La vieillesse dans les
« Essais » de Montaigne
« Les ans m’entraînent s’ils veulent, mais à reculons ! » (III, 5)
Montaigne écrivit
les Essais après sa retraite le 28 février 1571 (jour de
ses 38 ans !) et se considérait dès 40 ans comme « engagé dans
les avenues de la vieillesse » (II,
17), avec une « bascule » vers l’âge de 30 ans. L’affirmation de sa nature vieillissante est pour lui
une manière de légitimer son livre :
« J’ai choisi le temps où ma vie, que j’ai à peindre,
je l’ai toute devant moi : ce qui reste tient plus de la mort. » (III, 12).
Il accepte la
vieillesse comme inéluctable, mais avec un regard rétrospectif :
« Les ans m’entraînent s’ils veulent, mais à reculons
! » (III, 5)
La
vieillesse est vécue comme une succession de morts partielles, qui l’éloignent
progressivement de son identité… qui
est celle de sa jeunesse.
« Nous ne sentons aucune secousse quand la jeunesse
meurt en nous, qui est, en essence, en vérité, une mort plus dure que n’est la
mort entière d’une vie languissante, et que ne l’est la mort en la vieillesse. »
(I, 20)
«La dernière mort en sera d’autant moins pleine et
nuisible ; elle ne tuera plus qu’un demi ou un quart d’homme. Voilà une dent
qui me vient de choir, sans douleur, sans effort : c’était le terme naturel de
sa durée. Et cette partie de mon être et plusieurs autres sont déjà mortes,
autres demi-mortes, des plus actives et qui tenaient le premier rang pendant la
vigueur de mon âge » (III, 13)
« Ce que je serai dorénavant, ce ne sera plus qu’un
demi-être, ce ne sera plus moi » (II, 17)
Sa
vieillesse a été pour Montaigne un temps de lecture… et d’écriture :
« Le commerce des livres me console en la vieillesse
et en la solitude. Il me décharge du poids d’une oisiveté ennuyeuse ; et me défait
à toute heure des compagnies qui me fâchent » (III, 3)
Il
revendique le droit de ne pas être sage… :
« J’aime
mieux être moins longtemps vieil que d’être vieil avant que de l’être. Jusques
aux moindres occasions de plaisir que je puis rencontrer, je les empoigne »
(II, 5).
« C’est
injustice d’excuser la jeunesse de suivre ses plaisirs et défendre à la
vieillesse d’en chercher » (III, 9).
Ce
qu’il redoute, par contre, c’est l’éventuelle douleur liée à la mort… mais
surtout et avant tout le cérémonial entourant la mort :
« Il est croyable que nous avons naturellement
crainte de la douleur, mais non de la mort à cause d’elle-même : c’est une
partie de notre être non moins essentielle que le vivre » (III, 12)

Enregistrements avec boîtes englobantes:
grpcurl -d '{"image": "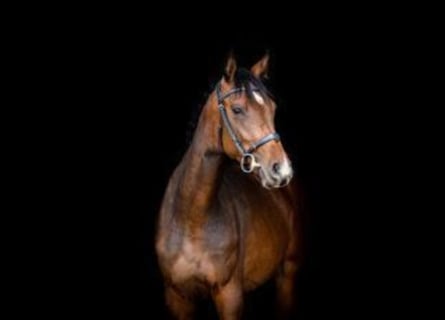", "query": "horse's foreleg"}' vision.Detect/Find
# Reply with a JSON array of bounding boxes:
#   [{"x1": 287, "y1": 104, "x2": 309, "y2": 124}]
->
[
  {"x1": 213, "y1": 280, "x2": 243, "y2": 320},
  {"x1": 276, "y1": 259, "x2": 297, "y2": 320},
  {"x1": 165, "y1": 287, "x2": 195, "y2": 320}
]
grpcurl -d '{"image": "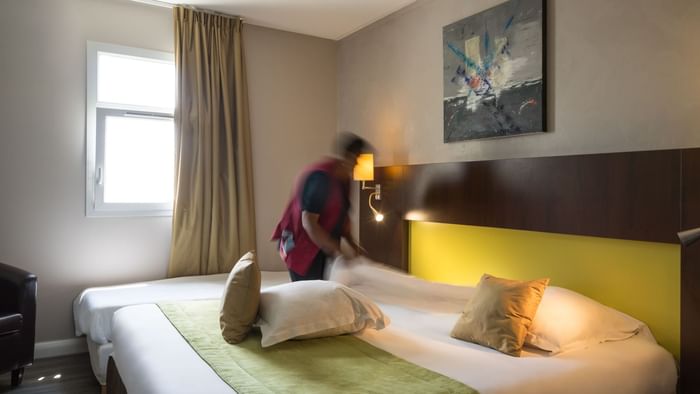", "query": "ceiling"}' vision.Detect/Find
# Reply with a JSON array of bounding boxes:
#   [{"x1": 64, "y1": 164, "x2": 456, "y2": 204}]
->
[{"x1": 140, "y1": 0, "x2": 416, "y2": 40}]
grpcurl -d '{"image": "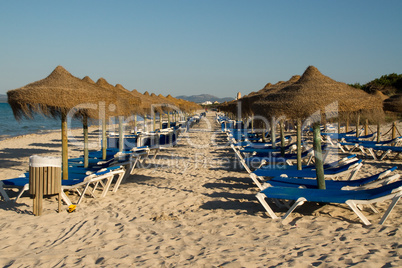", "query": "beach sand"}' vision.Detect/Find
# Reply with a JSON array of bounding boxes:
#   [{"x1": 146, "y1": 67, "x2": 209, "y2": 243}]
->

Objectif énoncé
D'après l'extrait, à quelle date Montaigne prit-il sa retraite ? Ces enregistrements n'ont aucun lien avec l'extrait.

Réponse complète
Le 28 février 1571, jour de ses 38 ans.